==== Information provided

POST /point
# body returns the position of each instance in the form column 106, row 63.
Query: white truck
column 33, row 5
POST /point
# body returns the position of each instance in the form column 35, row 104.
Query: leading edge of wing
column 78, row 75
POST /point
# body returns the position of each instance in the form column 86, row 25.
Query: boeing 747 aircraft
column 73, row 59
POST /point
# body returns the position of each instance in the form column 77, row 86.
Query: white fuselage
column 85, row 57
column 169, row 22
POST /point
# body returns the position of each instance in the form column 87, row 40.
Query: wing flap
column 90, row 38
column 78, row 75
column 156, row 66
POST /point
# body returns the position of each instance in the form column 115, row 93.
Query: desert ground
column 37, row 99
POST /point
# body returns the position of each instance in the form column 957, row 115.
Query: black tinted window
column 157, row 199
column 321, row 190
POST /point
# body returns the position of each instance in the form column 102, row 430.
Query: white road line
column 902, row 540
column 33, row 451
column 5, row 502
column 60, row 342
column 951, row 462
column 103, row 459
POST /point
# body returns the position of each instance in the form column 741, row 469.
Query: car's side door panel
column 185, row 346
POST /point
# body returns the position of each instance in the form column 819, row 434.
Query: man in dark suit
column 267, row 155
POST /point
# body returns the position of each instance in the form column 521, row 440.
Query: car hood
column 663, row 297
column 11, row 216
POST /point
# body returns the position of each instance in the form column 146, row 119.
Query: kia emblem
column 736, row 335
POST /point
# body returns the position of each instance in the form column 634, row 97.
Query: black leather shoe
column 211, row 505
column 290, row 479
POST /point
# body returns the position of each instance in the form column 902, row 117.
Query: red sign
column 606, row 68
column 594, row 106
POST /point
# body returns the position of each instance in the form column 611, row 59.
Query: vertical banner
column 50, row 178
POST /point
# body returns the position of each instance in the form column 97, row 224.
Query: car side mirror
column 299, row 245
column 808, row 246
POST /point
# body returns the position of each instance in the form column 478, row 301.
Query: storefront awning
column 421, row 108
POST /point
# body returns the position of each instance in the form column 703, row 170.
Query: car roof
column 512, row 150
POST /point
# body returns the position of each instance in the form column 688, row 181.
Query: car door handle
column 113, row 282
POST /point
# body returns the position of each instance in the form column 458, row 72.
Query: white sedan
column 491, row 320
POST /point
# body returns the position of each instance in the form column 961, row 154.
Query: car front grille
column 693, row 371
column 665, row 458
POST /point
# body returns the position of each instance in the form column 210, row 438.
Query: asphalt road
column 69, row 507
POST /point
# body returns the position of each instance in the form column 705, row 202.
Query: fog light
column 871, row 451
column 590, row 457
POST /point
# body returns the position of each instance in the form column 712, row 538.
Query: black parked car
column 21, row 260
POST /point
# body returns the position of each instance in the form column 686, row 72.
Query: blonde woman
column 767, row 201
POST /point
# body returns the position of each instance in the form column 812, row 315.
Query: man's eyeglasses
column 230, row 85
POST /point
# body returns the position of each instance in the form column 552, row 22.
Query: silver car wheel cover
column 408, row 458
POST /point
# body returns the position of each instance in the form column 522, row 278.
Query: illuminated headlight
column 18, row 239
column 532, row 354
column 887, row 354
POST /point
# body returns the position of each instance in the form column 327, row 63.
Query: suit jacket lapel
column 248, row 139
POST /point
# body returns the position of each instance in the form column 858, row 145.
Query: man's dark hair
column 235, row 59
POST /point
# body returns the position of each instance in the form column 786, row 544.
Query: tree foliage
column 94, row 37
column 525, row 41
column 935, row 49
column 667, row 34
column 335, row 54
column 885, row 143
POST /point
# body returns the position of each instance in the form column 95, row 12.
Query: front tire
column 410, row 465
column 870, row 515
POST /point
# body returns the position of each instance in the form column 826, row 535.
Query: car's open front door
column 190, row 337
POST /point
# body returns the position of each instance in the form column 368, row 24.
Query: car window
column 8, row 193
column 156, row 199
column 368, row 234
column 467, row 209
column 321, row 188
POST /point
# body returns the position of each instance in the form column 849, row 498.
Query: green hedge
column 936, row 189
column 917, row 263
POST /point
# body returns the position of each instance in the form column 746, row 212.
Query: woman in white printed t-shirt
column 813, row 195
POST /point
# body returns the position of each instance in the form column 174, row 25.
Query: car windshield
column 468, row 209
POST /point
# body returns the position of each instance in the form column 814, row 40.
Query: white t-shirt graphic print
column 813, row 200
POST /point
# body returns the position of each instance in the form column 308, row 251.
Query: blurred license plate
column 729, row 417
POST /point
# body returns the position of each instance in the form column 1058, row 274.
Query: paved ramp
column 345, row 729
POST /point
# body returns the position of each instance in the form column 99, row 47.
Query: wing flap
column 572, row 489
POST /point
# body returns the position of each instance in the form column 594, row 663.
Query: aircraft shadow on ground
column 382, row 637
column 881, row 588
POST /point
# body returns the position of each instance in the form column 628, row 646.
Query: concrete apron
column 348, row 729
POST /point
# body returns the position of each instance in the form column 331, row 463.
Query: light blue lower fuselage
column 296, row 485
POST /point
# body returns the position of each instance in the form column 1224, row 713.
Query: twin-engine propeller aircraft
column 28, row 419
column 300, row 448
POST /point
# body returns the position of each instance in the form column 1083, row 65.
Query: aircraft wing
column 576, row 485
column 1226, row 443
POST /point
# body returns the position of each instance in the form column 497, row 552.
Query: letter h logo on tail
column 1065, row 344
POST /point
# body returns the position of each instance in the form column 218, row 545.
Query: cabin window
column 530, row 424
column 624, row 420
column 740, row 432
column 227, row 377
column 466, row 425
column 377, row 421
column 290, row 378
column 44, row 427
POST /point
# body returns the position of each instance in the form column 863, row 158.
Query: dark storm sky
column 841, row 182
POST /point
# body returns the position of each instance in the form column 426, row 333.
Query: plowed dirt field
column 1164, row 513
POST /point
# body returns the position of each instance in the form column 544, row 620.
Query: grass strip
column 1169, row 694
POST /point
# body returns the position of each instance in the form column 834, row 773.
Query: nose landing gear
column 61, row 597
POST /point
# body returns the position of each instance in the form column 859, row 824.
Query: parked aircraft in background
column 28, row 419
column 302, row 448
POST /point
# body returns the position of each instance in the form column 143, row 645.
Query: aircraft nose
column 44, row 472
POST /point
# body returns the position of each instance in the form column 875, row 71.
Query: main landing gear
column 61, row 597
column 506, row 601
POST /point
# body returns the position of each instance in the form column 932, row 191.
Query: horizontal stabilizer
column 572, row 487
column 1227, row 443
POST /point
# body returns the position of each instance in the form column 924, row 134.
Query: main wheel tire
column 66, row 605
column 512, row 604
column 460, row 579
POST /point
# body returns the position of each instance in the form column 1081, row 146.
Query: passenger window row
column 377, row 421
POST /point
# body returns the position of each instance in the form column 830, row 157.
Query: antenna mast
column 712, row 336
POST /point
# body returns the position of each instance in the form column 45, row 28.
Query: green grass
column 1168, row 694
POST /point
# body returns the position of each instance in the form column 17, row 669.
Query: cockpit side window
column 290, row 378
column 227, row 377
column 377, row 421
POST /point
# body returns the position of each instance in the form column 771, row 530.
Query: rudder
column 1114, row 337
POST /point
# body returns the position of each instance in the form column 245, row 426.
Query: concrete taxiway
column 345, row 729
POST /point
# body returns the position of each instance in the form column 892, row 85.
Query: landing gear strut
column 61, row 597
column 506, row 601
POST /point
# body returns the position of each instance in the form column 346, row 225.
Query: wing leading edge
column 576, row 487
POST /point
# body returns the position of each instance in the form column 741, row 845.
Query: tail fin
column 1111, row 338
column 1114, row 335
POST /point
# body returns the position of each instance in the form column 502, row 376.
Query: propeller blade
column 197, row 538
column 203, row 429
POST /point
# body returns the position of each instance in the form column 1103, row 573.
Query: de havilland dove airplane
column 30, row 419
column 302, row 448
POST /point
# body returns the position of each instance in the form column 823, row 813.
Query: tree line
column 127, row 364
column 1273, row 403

========

[Work item]: An exact copy of all the records above is needed.

[Response area]:
POST /point
# body returns the position of each instance in the form column 106, row 63.
Query: white truck
column 33, row 5
POST /point
# body returns the position of each instance in the form column 35, row 104.
Query: leading edge of wing
column 78, row 75
POST /point
# body returns the position of each instance in the form column 86, row 25.
Query: boeing 747 aircraft
column 73, row 59
POST /point
# body returns the position of each instance in the form column 77, row 86.
Query: white fuselage
column 85, row 57
column 169, row 22
POST /point
# body returns the position of each instance in the form column 87, row 40.
Query: wing flap
column 90, row 38
column 78, row 75
column 156, row 66
POST /point
# body returns the position of each instance in the form column 115, row 93.
Query: desert ground
column 37, row 99
POST /point
# body returns the position of each instance in the form column 957, row 115.
Query: black tinted window
column 157, row 199
column 321, row 190
POST /point
# body returns the position of each instance in the form column 102, row 430.
Query: white road line
column 902, row 540
column 33, row 451
column 5, row 502
column 60, row 342
column 951, row 462
column 103, row 459
POST /point
# body returns the position of each instance in the form column 741, row 469.
Query: car's side door panel
column 185, row 346
POST /point
# body returns the position of each instance in the form column 819, row 434.
Query: man in dark suit
column 267, row 155
POST /point
# body returns the position of each instance in the form column 521, row 440.
Query: car hood
column 663, row 297
column 11, row 216
POST /point
# body returns the position of each instance in the form column 146, row 119.
Query: kia emblem
column 736, row 335
POST /point
# body returns the position of each instance in the form column 634, row 97.
Query: black leather shoe
column 211, row 505
column 290, row 479
POST /point
# body returns the position of each instance in the form column 902, row 117.
Query: red sign
column 606, row 68
column 594, row 106
POST /point
# body returns the position of each instance in the form column 611, row 59.
Query: vertical banner
column 50, row 178
POST /point
# body returns the position of each instance in the form column 97, row 224.
Query: car side mirror
column 299, row 245
column 808, row 246
POST /point
# body returns the position of each instance in the form column 478, row 301.
Query: storefront awning
column 421, row 108
POST /point
# body returns the position of each instance in the form column 703, row 170.
Query: car roof
column 512, row 150
POST /point
# body returns the position of each instance in the form column 688, row 181.
Query: car door handle
column 113, row 282
POST /point
# body returns the position of each instance in the form column 458, row 72.
Query: white sedan
column 491, row 320
POST /point
# body returns the position of each instance in the form column 961, row 154.
Query: car front grille
column 693, row 371
column 665, row 458
POST /point
# body returns the position of each instance in the form column 210, row 438.
Query: asphalt road
column 69, row 507
POST /point
# body returns the position of each instance in the form column 705, row 202.
Query: fog light
column 871, row 451
column 590, row 457
POST /point
# body returns the position of each instance in the form column 712, row 538.
Query: black parked car
column 21, row 260
POST /point
# body returns the position of each instance in the form column 686, row 72.
Query: blonde woman
column 767, row 201
POST /point
# body returns the position of each instance in the form column 812, row 315.
Query: man's eyeglasses
column 230, row 85
POST /point
# body returns the position of each instance in the form column 552, row 22.
Query: silver car wheel cover
column 408, row 458
POST /point
# body returns the position of each instance in the form column 522, row 278.
Query: illuminated headlight
column 18, row 239
column 532, row 354
column 887, row 354
POST /point
# body returns the position of each instance in the form column 327, row 63.
Query: suit jacket lapel
column 248, row 139
POST /point
# body returns the position of each instance in the form column 858, row 145.
Query: man's dark hair
column 235, row 59
POST /point
# body returns the position of each instance in the form column 786, row 544.
Query: tree foliage
column 94, row 37
column 525, row 41
column 935, row 49
column 667, row 34
column 335, row 54
column 885, row 143
POST /point
# body returns the position of each instance in the form column 95, row 12.
Query: front tire
column 410, row 465
column 870, row 515
POST /point
# body returns the position of each instance in the form column 826, row 535.
Query: car's open front door
column 190, row 337
POST /point
# body returns the position of each instance in the form column 368, row 24.
Query: car window
column 8, row 193
column 156, row 199
column 368, row 234
column 467, row 209
column 321, row 188
POST /point
# body returns the position of each instance in the form column 849, row 498.
Query: green hedge
column 936, row 189
column 917, row 263
POST /point
# body returns the position of each instance in the form column 746, row 212.
Query: woman in white printed t-shirt
column 813, row 195
POST /point
# body returns the position of each instance in the form column 174, row 25.
Query: car windshield
column 468, row 209
POST /point
# body returns the position of each instance in the form column 814, row 40.
Query: white t-shirt graphic print
column 813, row 200
POST /point
# body returns the position of each instance in the form column 308, row 251.
Query: blurred license plate
column 729, row 417
POST /point
# body returns the position of each instance in the form column 1058, row 274.
Query: paved ramp
column 345, row 729
POST /point
# body returns the position of each instance in the form column 99, row 47.
Query: wing flap
column 572, row 489
POST /point
# body returns the position of each instance in the form column 594, row 663.
Query: aircraft shadow on ground
column 382, row 637
column 881, row 588
POST /point
# body returns the position of each instance in the form column 628, row 646.
Query: concrete apron
column 348, row 729
POST /point
# body returns the position of each instance in the form column 331, row 463.
Query: light blue lower fuselage
column 296, row 485
POST /point
# body returns the position of each instance in the form column 1224, row 713.
Query: twin-engine propeller aircraft
column 28, row 419
column 300, row 448
POST /point
# body returns the position of each instance in the form column 1083, row 65.
Query: aircraft wing
column 576, row 485
column 1226, row 443
POST /point
# body returns the position of each instance in the form column 497, row 552.
Query: letter h logo on tail
column 1065, row 344
POST /point
# body returns the position of each instance in the form column 218, row 545.
Query: cabin window
column 530, row 424
column 624, row 420
column 740, row 432
column 227, row 377
column 466, row 425
column 377, row 421
column 290, row 378
column 44, row 427
POST /point
# body returns the position of each instance in the form column 863, row 158.
Query: dark storm sky
column 841, row 182
POST /point
# body returns the position of each instance in the form column 426, row 333.
Query: plowed dirt field
column 1164, row 513
POST /point
# body returns the position of each instance in the form column 544, row 620.
Query: grass strip
column 1169, row 694
POST /point
# body returns the position of each instance in the form column 834, row 773.
Query: nose landing gear
column 61, row 597
POST /point
# body returns the position of each instance in the form column 859, row 824.
Query: parked aircraft in background
column 28, row 419
column 302, row 448
POST /point
# body returns the position of each instance in the form column 143, row 645.
Query: aircraft nose
column 44, row 472
POST /point
# body returns the position of each instance in the form column 875, row 71.
Query: main landing gear
column 61, row 597
column 506, row 601
POST /point
# body returns the position of each instance in the form column 932, row 191.
Query: horizontal stabilizer
column 572, row 487
column 1227, row 443
POST /point
# body returns the position of each instance in the form column 924, row 134.
Query: main wheel tire
column 66, row 605
column 512, row 604
column 460, row 579
POST /point
# body returns the position of each instance in the form column 1081, row 146.
Query: passenger window row
column 377, row 421
POST /point
# body returns the position of each instance in the form column 830, row 157.
Query: antenna mast
column 712, row 336
POST /point
# body returns the position of each instance in the form column 45, row 28.
Query: green grass
column 1168, row 694
POST /point
# body returns the position of each instance in the form column 17, row 669.
Query: cockpit side window
column 290, row 378
column 227, row 377
column 377, row 421
POST /point
# body returns the position of each instance in the form column 771, row 530.
Query: rudder
column 1114, row 337
POST /point
# body returns the position of each instance in the form column 245, row 426.
Query: concrete taxiway
column 345, row 729
POST /point
# body returns the position of each instance in the form column 892, row 85.
Query: landing gear strut
column 61, row 597
column 506, row 601
POST /point
# body returns the position of each instance in the form column 346, row 225.
Query: wing leading edge
column 576, row 487
POST /point
# body returns the position of each instance in the form column 741, row 845.
Query: tail fin
column 1111, row 338
column 1114, row 335
POST /point
# body returns the position of each instance in the form column 502, row 376.
Query: propeller blade
column 197, row 538
column 203, row 429
POST /point
# body returns the position of each instance in the form column 1103, row 573.
Query: de havilland dove airplane
column 30, row 419
column 302, row 448
POST /point
# body returns the position of each instance in the form column 823, row 813.
Query: tree line
column 127, row 364
column 1273, row 403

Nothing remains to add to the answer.